# [Problem details]
Without any pictures, reproduce exactly the lines running from the line containing "the child's nose" through the end of the entries.

##########

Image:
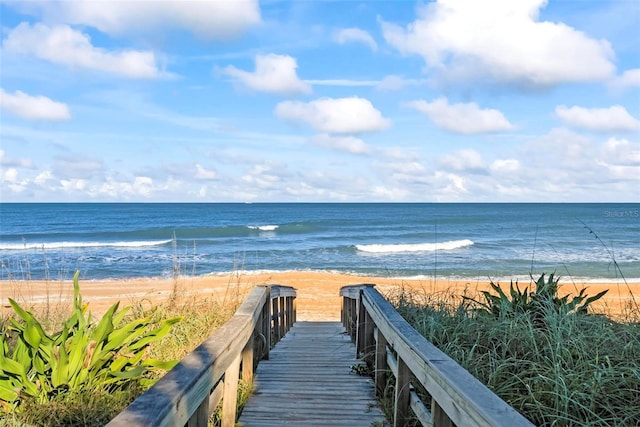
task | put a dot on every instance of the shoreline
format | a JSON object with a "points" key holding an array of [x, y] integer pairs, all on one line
{"points": [[318, 291]]}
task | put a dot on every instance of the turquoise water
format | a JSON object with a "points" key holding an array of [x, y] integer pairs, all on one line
{"points": [[498, 241]]}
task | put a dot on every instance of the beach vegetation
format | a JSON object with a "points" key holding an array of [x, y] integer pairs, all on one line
{"points": [[537, 303], [81, 357], [96, 403], [547, 356]]}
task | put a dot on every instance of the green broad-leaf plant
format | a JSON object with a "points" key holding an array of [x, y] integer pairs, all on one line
{"points": [[537, 303], [83, 356]]}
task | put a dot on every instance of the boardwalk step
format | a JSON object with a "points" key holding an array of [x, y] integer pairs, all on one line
{"points": [[309, 381]]}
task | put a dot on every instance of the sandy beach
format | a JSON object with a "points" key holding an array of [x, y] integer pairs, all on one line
{"points": [[317, 292]]}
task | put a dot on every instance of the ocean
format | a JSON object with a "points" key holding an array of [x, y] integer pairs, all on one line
{"points": [[405, 240]]}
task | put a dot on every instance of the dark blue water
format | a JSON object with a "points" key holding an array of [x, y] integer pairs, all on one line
{"points": [[398, 240]]}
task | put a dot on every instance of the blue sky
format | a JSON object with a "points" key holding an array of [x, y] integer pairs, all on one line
{"points": [[345, 101]]}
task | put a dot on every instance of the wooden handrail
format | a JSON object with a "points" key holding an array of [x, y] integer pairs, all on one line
{"points": [[189, 392], [385, 340]]}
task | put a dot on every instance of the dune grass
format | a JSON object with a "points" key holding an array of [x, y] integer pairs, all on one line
{"points": [[557, 369], [201, 315]]}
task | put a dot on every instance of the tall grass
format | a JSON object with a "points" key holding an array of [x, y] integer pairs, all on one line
{"points": [[577, 370], [202, 314]]}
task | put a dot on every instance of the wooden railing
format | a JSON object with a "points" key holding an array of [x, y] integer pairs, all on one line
{"points": [[192, 390], [388, 343]]}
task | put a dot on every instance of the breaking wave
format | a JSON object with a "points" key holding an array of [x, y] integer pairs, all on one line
{"points": [[263, 227], [415, 247], [70, 245]]}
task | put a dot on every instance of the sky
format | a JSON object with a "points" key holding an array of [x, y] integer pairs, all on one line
{"points": [[320, 101]]}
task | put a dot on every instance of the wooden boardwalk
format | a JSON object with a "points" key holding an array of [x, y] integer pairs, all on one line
{"points": [[309, 381]]}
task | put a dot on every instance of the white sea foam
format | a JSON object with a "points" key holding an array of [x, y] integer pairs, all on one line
{"points": [[415, 247], [69, 245], [264, 227]]}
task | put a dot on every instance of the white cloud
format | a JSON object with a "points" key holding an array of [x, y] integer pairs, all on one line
{"points": [[621, 152], [505, 166], [33, 107], [350, 144], [334, 115], [64, 45], [211, 19], [614, 118], [343, 82], [205, 174], [464, 160], [394, 82], [462, 118], [273, 73], [502, 40], [355, 35], [628, 80]]}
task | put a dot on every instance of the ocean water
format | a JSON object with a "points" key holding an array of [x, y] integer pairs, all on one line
{"points": [[471, 241]]}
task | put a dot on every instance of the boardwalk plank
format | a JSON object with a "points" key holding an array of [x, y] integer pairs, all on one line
{"points": [[308, 381]]}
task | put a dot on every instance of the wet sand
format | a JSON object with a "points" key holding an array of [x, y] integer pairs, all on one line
{"points": [[317, 292]]}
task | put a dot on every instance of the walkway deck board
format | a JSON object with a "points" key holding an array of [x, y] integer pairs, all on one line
{"points": [[308, 381]]}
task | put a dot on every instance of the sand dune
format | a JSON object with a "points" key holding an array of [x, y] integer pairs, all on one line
{"points": [[318, 292]]}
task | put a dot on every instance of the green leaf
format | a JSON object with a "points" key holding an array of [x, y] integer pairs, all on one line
{"points": [[7, 393]]}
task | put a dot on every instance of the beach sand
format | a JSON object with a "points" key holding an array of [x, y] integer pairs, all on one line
{"points": [[317, 292]]}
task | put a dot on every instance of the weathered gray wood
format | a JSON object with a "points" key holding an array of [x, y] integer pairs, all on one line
{"points": [[309, 381], [464, 399], [184, 394], [381, 366], [402, 395], [247, 362], [230, 393], [177, 396]]}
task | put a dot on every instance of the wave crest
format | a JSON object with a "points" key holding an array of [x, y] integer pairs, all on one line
{"points": [[263, 227], [70, 245], [415, 247]]}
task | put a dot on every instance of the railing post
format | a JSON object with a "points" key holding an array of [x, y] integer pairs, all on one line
{"points": [[402, 395], [360, 329], [291, 312], [369, 341], [439, 417], [247, 361], [275, 315], [381, 363], [230, 394], [266, 324], [282, 322]]}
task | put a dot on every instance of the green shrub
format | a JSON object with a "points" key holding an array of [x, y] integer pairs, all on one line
{"points": [[538, 304], [571, 370], [82, 357]]}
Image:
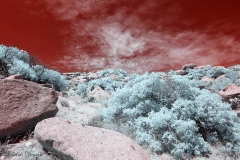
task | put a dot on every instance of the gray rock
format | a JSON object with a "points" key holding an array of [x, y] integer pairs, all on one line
{"points": [[73, 141], [23, 104]]}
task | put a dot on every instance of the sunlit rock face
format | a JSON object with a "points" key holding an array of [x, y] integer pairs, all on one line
{"points": [[137, 36]]}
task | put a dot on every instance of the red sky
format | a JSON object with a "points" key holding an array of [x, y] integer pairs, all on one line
{"points": [[135, 35]]}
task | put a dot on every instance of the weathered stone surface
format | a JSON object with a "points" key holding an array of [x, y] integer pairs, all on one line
{"points": [[92, 75], [181, 72], [230, 91], [16, 76], [188, 66], [207, 79], [23, 104], [73, 141]]}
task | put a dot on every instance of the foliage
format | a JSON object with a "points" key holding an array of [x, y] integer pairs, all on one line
{"points": [[120, 72], [20, 62], [172, 115]]}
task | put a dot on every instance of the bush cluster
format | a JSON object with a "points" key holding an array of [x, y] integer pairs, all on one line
{"points": [[20, 62], [120, 72], [173, 115]]}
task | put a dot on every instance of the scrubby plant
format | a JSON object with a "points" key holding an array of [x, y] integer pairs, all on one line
{"points": [[173, 115], [19, 67], [120, 72], [18, 61], [220, 83]]}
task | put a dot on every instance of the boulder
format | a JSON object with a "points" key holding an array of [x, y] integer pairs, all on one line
{"points": [[181, 72], [230, 91], [23, 104], [16, 76], [92, 75], [188, 66], [73, 141]]}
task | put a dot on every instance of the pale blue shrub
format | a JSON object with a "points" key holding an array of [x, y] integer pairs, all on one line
{"points": [[54, 78], [18, 62], [82, 90], [120, 72], [220, 83]]}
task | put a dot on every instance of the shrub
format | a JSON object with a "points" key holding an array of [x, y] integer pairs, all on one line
{"points": [[18, 61], [106, 84], [19, 67], [120, 72], [172, 115]]}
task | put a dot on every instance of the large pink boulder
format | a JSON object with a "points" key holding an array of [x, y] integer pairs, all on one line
{"points": [[99, 94], [74, 141], [23, 104]]}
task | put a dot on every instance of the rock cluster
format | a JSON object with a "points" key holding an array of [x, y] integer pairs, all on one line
{"points": [[56, 124]]}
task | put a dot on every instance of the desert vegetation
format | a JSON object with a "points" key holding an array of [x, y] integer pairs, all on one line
{"points": [[15, 61], [169, 113]]}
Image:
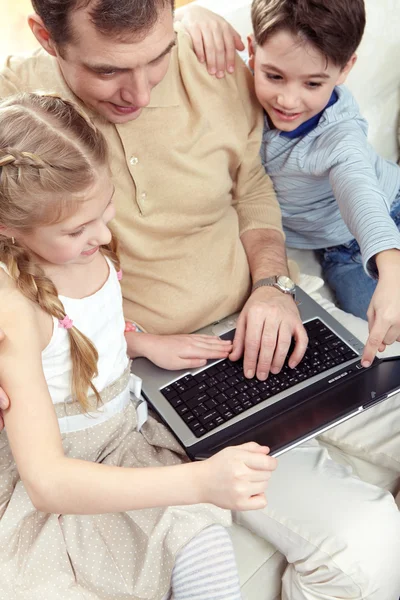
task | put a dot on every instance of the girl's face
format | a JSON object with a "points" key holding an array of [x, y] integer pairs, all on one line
{"points": [[77, 238]]}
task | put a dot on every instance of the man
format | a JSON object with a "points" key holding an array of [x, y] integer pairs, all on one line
{"points": [[193, 208]]}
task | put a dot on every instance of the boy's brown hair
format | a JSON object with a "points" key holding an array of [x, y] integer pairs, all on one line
{"points": [[334, 27]]}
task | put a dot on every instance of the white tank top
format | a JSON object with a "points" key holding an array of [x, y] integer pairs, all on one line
{"points": [[100, 318]]}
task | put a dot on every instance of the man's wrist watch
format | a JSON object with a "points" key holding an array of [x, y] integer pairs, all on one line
{"points": [[280, 282]]}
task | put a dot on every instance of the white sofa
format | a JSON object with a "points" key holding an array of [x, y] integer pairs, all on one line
{"points": [[375, 82]]}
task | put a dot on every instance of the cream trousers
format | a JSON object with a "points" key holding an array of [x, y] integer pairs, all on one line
{"points": [[331, 509]]}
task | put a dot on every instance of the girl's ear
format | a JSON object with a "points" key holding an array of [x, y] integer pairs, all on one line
{"points": [[251, 44], [41, 34], [346, 70]]}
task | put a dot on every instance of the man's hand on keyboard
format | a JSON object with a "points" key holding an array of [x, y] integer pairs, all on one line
{"points": [[4, 401], [264, 331]]}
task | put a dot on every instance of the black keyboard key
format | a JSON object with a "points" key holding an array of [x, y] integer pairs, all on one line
{"points": [[175, 402], [189, 380], [212, 392], [222, 376], [221, 398], [169, 392], [208, 416], [204, 375], [211, 404], [189, 418], [197, 400], [223, 385], [199, 410], [200, 431]]}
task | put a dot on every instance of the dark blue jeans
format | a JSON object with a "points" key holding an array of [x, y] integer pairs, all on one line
{"points": [[343, 271]]}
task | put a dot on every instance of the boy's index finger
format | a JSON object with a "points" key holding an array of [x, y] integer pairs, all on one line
{"points": [[375, 339]]}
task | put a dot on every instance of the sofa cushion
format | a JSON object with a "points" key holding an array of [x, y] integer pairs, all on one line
{"points": [[375, 79]]}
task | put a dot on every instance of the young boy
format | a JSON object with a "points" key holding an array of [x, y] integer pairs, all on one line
{"points": [[331, 184], [337, 195]]}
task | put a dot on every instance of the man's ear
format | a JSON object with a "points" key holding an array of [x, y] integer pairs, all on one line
{"points": [[346, 70], [41, 34], [251, 44]]}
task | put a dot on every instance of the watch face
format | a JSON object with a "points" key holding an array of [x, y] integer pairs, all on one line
{"points": [[285, 283]]}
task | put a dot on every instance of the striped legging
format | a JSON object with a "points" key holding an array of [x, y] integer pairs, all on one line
{"points": [[205, 569]]}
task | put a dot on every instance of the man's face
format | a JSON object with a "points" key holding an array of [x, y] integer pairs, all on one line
{"points": [[293, 80], [112, 77]]}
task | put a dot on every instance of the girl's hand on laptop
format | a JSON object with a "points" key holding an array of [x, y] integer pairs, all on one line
{"points": [[236, 478], [384, 309], [175, 352], [215, 41]]}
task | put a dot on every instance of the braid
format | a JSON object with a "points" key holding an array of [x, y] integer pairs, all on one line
{"points": [[49, 153], [12, 156], [33, 283]]}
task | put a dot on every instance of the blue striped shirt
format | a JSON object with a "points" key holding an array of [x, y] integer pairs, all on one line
{"points": [[331, 184]]}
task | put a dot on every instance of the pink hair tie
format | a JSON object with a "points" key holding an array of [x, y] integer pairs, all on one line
{"points": [[129, 326], [66, 322]]}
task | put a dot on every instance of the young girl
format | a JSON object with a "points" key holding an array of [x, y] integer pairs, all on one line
{"points": [[85, 509]]}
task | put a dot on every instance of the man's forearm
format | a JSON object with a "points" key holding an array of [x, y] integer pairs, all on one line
{"points": [[266, 253]]}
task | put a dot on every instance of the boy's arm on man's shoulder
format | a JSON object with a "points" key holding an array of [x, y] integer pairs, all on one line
{"points": [[10, 83], [253, 197]]}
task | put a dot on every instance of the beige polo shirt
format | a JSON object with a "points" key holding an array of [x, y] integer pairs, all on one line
{"points": [[189, 182]]}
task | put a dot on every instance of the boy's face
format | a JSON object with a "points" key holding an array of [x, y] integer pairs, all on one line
{"points": [[293, 80]]}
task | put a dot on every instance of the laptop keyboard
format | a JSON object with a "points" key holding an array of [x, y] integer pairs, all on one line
{"points": [[219, 393]]}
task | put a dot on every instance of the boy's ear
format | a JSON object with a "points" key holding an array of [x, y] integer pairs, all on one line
{"points": [[41, 34], [251, 44], [346, 70]]}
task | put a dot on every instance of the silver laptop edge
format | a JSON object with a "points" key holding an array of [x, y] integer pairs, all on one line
{"points": [[155, 378]]}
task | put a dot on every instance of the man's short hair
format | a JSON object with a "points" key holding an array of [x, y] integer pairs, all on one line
{"points": [[334, 27], [121, 18]]}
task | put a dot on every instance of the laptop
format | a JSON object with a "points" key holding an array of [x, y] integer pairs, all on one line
{"points": [[215, 406]]}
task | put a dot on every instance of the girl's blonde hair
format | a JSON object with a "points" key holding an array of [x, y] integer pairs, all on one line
{"points": [[49, 152]]}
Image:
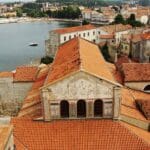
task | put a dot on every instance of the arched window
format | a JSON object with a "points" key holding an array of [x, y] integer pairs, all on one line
{"points": [[81, 108], [98, 108], [147, 88], [64, 109]]}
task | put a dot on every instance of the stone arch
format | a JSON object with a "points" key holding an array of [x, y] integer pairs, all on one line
{"points": [[98, 108], [81, 108], [64, 109], [147, 88]]}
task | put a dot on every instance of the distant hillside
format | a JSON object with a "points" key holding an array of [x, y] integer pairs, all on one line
{"points": [[85, 2]]}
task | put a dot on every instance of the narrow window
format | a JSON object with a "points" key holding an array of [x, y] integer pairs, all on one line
{"points": [[98, 108], [81, 108], [64, 109]]}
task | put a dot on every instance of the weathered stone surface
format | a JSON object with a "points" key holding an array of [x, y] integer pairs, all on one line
{"points": [[81, 86], [12, 95]]}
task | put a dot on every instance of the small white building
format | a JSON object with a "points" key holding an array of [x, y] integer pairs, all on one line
{"points": [[60, 36]]}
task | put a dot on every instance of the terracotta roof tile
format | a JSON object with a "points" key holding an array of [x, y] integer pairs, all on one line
{"points": [[6, 74], [78, 54], [144, 106], [145, 135], [128, 104], [76, 134], [107, 36], [75, 29], [25, 73], [136, 72]]}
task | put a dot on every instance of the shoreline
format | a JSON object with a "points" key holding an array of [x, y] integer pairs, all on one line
{"points": [[28, 19]]}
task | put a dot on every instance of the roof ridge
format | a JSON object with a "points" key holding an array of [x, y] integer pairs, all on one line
{"points": [[142, 139], [79, 46]]}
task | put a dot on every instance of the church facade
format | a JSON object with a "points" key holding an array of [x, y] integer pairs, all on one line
{"points": [[81, 93]]}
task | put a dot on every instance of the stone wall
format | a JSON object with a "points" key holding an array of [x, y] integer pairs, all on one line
{"points": [[10, 143], [52, 43], [20, 90], [137, 85], [12, 96], [76, 87], [141, 51]]}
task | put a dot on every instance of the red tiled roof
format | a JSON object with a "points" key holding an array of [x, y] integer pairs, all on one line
{"points": [[75, 29], [146, 36], [128, 107], [5, 132], [79, 54], [111, 29], [6, 74], [32, 103], [107, 36], [136, 72], [25, 73], [76, 134], [144, 106]]}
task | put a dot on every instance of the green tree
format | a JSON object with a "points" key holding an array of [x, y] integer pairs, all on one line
{"points": [[85, 22]]}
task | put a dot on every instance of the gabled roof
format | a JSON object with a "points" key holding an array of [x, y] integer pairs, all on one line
{"points": [[76, 134], [25, 74], [75, 29], [136, 72], [5, 131], [75, 55]]}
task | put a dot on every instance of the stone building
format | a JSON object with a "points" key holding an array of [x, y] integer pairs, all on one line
{"points": [[14, 87], [79, 103], [6, 137], [86, 88], [137, 76], [88, 32], [137, 46], [60, 36]]}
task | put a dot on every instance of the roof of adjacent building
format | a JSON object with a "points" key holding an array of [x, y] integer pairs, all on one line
{"points": [[5, 131], [32, 102], [106, 36], [136, 37], [76, 134], [136, 72], [128, 103], [79, 54], [144, 106], [25, 73], [75, 29], [115, 28], [6, 74]]}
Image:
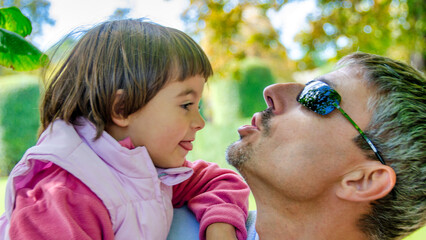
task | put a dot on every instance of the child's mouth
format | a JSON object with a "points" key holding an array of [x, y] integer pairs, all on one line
{"points": [[187, 145]]}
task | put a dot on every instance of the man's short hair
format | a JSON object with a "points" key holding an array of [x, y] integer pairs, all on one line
{"points": [[398, 130]]}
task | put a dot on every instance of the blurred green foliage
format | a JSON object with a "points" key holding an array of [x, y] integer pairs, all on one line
{"points": [[19, 121], [15, 51], [254, 75], [394, 28], [36, 10]]}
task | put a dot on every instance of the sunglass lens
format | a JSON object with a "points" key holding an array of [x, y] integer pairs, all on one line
{"points": [[319, 97]]}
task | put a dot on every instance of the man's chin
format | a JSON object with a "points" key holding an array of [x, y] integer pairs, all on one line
{"points": [[237, 154]]}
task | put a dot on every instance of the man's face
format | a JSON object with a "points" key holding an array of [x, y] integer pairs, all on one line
{"points": [[296, 152]]}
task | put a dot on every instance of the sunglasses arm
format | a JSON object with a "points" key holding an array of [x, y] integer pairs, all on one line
{"points": [[362, 134]]}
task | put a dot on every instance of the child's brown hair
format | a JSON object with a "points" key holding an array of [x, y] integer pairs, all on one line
{"points": [[134, 55]]}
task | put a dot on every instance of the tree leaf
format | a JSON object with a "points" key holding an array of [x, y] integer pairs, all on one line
{"points": [[19, 54], [13, 20]]}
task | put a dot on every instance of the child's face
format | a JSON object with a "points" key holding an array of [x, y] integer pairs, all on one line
{"points": [[166, 126]]}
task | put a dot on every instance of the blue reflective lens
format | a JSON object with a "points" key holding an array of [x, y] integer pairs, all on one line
{"points": [[319, 97]]}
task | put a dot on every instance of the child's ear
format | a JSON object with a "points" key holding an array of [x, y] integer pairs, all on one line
{"points": [[117, 115], [369, 183]]}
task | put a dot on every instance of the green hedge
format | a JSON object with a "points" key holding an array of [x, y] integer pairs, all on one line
{"points": [[253, 77], [19, 120]]}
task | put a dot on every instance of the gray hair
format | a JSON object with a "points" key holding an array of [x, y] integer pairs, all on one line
{"points": [[398, 130]]}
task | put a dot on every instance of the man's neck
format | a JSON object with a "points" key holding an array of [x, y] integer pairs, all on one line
{"points": [[279, 220]]}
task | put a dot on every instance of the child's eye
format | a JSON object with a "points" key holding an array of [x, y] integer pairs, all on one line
{"points": [[186, 106]]}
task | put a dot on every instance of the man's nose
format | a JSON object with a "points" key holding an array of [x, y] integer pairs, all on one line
{"points": [[282, 96]]}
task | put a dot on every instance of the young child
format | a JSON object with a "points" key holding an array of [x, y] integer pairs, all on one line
{"points": [[117, 119]]}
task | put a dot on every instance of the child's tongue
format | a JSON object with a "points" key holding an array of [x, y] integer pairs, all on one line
{"points": [[186, 145]]}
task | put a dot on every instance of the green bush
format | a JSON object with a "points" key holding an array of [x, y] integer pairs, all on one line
{"points": [[253, 77], [19, 119]]}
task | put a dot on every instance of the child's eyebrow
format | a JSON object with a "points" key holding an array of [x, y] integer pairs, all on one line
{"points": [[187, 92]]}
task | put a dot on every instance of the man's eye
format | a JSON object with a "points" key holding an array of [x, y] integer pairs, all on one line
{"points": [[186, 106]]}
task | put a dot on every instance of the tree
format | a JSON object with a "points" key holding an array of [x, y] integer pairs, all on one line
{"points": [[36, 10], [16, 52], [394, 28], [230, 31], [120, 13]]}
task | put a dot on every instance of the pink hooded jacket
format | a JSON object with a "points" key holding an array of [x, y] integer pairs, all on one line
{"points": [[137, 196]]}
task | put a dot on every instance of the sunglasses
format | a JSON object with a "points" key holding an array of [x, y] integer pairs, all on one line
{"points": [[322, 99]]}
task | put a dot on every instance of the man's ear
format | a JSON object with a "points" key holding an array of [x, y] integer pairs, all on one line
{"points": [[368, 183], [117, 110]]}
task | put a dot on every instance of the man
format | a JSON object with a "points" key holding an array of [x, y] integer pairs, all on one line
{"points": [[342, 157], [315, 177]]}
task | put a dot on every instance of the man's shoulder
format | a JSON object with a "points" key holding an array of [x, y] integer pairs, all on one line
{"points": [[185, 225]]}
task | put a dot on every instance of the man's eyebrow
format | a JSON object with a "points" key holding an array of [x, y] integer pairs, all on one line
{"points": [[324, 80]]}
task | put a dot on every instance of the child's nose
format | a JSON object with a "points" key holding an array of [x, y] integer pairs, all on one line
{"points": [[198, 123]]}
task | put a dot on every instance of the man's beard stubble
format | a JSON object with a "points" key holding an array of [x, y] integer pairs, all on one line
{"points": [[238, 154]]}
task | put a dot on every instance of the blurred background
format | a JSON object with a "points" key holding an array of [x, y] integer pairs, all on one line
{"points": [[251, 44]]}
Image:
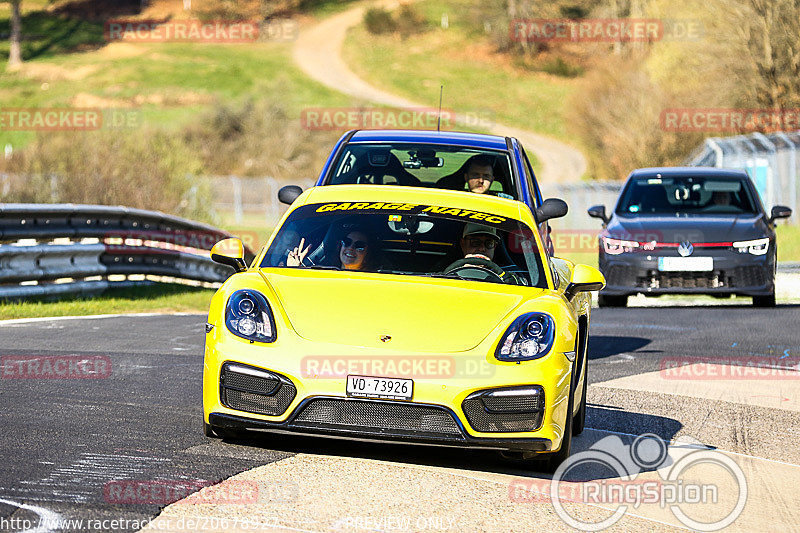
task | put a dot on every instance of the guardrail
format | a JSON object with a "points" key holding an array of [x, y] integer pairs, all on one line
{"points": [[57, 249]]}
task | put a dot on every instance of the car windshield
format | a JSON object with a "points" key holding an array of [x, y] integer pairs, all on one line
{"points": [[406, 239], [686, 195], [425, 165]]}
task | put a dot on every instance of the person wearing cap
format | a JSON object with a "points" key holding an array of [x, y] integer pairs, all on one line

##########

# [Task answer]
task | put a dot on every instance of the child's nose
format | a JSON object with a "points" key holding an array of [x, y] integer pairs, all on one line
{"points": [[198, 123]]}
task | put a dot on every instance of the man's beard stubble
format | a JSON object with a "points" key holding an array of [x, y] integer pairs, all on one line
{"points": [[238, 154]]}
task | put a dot on every instance of the blurred background
format | a JSON object with a "points" key holding an array of [x, y] integer pairs, all on one line
{"points": [[251, 44]]}
Image:
task | put a dot on every instance of the guardrail
format | a JSON object with a "points" key holding an array of [x, y] integer pairs, all on one line
{"points": [[57, 249]]}
task | put a dot on every instance of the car windshield
format | a JSON object with a "points" key holding an array of [x, y] integer pairs, all on one line
{"points": [[406, 239], [686, 195], [425, 165]]}
task | put a dot on every instance of the person wearing cap
format | a JSON object with a "points" key holding an array of [x, y] integer pairs, all on one line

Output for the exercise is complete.